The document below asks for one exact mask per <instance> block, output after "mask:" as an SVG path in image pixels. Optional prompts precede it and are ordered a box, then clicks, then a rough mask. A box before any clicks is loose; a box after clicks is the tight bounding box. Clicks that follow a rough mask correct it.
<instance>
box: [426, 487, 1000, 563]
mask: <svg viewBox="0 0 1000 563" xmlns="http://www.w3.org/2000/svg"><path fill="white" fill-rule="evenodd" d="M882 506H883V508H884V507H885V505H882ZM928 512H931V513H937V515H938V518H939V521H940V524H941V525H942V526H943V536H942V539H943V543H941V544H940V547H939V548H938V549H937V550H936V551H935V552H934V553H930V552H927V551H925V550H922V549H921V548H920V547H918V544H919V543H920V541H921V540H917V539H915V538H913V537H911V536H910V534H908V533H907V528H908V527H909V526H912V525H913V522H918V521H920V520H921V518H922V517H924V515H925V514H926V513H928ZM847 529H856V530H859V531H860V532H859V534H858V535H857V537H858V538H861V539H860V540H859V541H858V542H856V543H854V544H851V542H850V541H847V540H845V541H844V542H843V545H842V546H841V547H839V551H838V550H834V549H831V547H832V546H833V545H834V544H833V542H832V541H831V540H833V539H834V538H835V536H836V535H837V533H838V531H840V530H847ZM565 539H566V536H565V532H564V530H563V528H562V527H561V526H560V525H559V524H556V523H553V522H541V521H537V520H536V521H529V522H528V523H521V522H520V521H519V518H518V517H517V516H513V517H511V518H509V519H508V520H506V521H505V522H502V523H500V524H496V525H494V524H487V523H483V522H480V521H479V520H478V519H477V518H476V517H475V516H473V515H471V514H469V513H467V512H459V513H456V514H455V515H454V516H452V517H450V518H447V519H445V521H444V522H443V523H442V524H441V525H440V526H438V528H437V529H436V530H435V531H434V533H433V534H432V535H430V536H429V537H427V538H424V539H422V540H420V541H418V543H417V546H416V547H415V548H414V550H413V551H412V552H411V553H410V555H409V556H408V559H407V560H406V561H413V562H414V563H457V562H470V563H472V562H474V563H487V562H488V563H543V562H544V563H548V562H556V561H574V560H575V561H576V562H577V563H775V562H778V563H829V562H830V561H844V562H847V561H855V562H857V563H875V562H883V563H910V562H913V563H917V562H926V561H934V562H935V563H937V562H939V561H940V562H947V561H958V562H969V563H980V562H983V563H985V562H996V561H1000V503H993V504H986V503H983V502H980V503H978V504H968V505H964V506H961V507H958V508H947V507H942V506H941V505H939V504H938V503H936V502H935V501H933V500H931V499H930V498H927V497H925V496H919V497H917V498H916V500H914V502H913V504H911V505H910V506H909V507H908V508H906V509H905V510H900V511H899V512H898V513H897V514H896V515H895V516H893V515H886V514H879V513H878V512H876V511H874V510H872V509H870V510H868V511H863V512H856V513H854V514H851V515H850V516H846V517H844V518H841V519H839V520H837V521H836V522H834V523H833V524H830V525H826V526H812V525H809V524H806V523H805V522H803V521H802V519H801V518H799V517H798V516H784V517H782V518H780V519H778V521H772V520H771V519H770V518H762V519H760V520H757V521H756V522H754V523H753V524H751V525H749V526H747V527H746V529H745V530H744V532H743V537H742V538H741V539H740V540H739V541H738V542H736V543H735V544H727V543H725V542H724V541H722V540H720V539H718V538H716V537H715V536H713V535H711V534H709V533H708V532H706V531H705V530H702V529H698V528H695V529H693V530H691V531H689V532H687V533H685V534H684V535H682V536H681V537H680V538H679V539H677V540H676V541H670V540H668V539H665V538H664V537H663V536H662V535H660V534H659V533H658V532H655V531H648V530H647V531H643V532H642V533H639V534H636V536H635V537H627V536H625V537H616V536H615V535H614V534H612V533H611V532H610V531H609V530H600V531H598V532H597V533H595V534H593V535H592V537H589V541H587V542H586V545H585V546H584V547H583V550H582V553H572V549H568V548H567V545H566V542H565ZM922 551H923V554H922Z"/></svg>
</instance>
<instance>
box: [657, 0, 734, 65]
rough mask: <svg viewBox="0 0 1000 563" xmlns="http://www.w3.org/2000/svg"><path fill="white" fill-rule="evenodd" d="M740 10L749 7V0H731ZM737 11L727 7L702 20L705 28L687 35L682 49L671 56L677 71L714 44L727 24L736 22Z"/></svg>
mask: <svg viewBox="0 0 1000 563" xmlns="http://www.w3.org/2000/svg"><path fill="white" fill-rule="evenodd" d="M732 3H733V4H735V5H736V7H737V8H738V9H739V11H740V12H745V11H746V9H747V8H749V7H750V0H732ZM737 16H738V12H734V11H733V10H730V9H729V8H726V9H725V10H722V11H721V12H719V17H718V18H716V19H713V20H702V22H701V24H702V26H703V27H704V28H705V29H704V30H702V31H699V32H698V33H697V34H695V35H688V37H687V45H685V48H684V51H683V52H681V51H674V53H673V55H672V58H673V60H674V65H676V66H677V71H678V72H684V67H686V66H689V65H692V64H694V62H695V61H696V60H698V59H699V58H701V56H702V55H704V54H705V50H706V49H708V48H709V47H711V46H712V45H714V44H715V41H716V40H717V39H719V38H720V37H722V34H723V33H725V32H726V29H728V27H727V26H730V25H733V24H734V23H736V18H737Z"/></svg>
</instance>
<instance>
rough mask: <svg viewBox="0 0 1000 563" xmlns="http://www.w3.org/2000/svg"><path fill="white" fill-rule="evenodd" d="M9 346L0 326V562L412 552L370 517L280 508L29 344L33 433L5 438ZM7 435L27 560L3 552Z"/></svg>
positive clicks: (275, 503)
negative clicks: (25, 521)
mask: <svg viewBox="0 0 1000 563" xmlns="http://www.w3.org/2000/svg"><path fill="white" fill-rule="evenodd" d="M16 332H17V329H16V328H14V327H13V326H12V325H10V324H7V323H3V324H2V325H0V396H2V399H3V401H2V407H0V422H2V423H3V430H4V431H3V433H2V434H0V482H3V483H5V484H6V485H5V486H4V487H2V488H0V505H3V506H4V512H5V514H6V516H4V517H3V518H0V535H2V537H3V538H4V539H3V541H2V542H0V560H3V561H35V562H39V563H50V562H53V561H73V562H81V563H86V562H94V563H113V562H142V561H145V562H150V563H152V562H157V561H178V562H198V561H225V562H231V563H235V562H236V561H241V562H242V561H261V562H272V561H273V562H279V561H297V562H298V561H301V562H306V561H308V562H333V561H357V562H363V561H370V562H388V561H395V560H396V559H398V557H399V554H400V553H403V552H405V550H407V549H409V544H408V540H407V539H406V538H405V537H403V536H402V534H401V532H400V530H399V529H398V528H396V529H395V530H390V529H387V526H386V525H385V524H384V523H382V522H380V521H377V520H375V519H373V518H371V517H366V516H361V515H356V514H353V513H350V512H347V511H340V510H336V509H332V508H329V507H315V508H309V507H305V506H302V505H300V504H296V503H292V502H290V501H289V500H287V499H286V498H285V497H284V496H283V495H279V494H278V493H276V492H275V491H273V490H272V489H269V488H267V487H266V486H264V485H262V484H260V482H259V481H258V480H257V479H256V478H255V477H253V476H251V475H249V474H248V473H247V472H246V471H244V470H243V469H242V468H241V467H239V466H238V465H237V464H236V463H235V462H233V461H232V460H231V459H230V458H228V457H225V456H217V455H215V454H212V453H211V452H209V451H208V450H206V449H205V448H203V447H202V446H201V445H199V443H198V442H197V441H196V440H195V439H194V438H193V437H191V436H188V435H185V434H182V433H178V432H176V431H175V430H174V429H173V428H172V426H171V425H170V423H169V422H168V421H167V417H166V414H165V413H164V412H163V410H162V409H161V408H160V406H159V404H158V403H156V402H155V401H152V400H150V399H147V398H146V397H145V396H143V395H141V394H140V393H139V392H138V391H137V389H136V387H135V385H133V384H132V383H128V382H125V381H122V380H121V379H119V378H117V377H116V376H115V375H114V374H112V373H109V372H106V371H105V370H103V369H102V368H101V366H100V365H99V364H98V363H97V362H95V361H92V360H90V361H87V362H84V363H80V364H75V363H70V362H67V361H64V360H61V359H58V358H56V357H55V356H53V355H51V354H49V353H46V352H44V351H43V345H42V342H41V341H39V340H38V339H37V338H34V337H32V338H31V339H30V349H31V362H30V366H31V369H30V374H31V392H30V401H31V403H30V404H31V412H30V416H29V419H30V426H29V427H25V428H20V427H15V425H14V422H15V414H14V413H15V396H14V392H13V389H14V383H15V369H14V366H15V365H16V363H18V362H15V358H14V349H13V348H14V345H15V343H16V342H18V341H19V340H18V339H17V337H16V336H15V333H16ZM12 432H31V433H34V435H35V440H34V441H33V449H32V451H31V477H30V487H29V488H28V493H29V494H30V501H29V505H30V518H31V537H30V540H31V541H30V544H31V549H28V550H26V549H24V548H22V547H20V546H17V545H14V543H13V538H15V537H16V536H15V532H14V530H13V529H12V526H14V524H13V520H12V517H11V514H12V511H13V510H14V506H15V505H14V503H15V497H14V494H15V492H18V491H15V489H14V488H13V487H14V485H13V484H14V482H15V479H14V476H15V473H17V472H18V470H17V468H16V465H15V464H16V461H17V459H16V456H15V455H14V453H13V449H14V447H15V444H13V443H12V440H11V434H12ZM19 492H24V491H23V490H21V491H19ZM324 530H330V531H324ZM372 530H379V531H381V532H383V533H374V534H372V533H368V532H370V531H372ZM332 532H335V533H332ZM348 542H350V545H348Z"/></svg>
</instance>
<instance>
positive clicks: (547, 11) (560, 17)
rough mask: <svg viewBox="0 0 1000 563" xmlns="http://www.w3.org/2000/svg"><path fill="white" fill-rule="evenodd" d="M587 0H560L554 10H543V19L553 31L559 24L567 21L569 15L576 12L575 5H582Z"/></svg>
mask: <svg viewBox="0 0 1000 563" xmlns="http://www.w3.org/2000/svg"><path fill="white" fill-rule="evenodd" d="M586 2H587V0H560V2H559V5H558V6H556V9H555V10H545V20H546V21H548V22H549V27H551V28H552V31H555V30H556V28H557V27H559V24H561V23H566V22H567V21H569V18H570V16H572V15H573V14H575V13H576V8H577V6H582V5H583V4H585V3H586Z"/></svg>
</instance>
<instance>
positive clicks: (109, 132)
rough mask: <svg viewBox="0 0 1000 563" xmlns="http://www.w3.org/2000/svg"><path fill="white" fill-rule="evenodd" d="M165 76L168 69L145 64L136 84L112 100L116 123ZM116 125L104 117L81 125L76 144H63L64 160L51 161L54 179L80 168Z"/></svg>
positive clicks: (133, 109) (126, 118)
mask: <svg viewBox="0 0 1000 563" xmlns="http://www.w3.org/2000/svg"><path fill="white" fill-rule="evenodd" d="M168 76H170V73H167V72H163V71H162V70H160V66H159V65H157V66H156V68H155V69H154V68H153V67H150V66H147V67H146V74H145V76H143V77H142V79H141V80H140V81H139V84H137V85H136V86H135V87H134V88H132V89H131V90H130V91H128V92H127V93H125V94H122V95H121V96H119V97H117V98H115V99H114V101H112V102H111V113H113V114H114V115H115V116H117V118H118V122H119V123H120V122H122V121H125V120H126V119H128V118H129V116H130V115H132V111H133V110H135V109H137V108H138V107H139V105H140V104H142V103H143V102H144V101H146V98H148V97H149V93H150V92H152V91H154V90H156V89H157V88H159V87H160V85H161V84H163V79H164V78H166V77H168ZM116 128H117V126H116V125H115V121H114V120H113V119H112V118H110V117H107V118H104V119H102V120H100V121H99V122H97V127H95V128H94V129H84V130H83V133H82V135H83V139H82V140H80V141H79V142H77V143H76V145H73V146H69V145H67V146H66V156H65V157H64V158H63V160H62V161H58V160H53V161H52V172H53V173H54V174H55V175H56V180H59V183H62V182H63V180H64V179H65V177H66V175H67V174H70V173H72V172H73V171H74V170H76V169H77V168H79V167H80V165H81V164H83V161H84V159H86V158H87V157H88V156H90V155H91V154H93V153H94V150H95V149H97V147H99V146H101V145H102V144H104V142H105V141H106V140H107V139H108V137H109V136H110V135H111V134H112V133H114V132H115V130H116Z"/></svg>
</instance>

▶ _EXERCISE PROMPT_: Everything above from the line with "positive clicks: (109, 132)" to the line with "76L168 69L145 64L136", both included, must be repeated exactly, and nothing outside that range.

▶ _EXERCISE RESULT_:
positive clicks: (109, 132)
rough mask: <svg viewBox="0 0 1000 563" xmlns="http://www.w3.org/2000/svg"><path fill="white" fill-rule="evenodd" d="M165 76L168 69L145 64L136 84L112 100L116 123ZM116 125L104 117L81 125L76 144H63L64 160L51 161L54 179L80 168Z"/></svg>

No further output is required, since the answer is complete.